→ The problem
Begin at the line that has "point: tree trunk", stop at the end of the material, and write those lines out again, requests included, shifting every x and y coordinate in the answers up by 87.

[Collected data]
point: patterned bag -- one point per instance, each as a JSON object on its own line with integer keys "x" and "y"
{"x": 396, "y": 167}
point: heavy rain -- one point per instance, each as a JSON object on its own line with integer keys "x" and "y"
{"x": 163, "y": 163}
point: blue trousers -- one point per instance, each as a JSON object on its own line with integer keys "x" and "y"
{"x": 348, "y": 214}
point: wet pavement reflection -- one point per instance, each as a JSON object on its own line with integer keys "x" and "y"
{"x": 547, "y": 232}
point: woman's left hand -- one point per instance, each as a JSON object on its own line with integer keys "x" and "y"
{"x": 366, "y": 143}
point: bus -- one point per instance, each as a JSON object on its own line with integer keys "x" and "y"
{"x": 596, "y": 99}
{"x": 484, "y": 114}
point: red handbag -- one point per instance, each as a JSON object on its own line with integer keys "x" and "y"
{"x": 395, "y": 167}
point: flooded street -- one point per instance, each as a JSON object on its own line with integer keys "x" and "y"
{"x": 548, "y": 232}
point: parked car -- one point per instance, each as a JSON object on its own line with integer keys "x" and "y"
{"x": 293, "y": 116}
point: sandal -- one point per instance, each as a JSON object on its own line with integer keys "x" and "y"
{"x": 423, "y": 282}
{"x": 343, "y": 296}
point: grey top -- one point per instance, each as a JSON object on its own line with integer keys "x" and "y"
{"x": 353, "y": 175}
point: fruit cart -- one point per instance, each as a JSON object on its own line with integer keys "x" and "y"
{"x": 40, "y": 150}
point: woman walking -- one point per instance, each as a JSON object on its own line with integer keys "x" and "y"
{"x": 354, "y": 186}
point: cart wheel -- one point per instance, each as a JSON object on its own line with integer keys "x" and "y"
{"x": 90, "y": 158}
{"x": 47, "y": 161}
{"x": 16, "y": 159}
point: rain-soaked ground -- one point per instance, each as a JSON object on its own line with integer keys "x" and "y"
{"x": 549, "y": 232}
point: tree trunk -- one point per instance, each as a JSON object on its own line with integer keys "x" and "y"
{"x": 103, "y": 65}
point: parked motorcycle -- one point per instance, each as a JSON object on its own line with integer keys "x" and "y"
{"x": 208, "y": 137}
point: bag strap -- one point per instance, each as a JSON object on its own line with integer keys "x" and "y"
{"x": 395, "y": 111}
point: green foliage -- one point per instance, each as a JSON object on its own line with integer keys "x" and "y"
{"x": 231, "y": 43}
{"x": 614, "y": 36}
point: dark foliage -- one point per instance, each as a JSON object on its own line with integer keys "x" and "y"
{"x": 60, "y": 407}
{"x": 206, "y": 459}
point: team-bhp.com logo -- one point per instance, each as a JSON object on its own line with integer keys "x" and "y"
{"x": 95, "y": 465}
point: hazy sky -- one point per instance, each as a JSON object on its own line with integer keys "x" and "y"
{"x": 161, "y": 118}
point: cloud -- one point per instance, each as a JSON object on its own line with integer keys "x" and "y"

→ Output for this exercise
point: tree trunk -- one point per instance, each as a JSON object on its own line with integer keys "x" and "y"
{"x": 190, "y": 152}
point: parked motorcycle -- one point per instance, each as a JSON object on its own line with integer keys "x" and "y"
{"x": 295, "y": 224}
point: bag strap -- one point per instance, each as a JSON object on its own line with integer keys "x" and "y"
{"x": 482, "y": 198}
point: green foliage -- one point per instance, each as a JSON object on its own line with integer keys "x" and "y"
{"x": 318, "y": 130}
{"x": 701, "y": 123}
point: dark foliage -- one point per instance, each as a JSON object on its own line with integer keys "x" and "y"
{"x": 147, "y": 494}
{"x": 293, "y": 546}
point: team-bhp.com logo -- one point per instance, each as a JSON object on its own line with integer keys "x" and "y"
{"x": 182, "y": 552}
point: hazy sky -- one point per instance, each as a JSON object on its own line with integer keys "x" and "y"
{"x": 248, "y": 205}
point: cloud -- one point per instance, each as a JSON object on its own line with integer keys "x" and "y"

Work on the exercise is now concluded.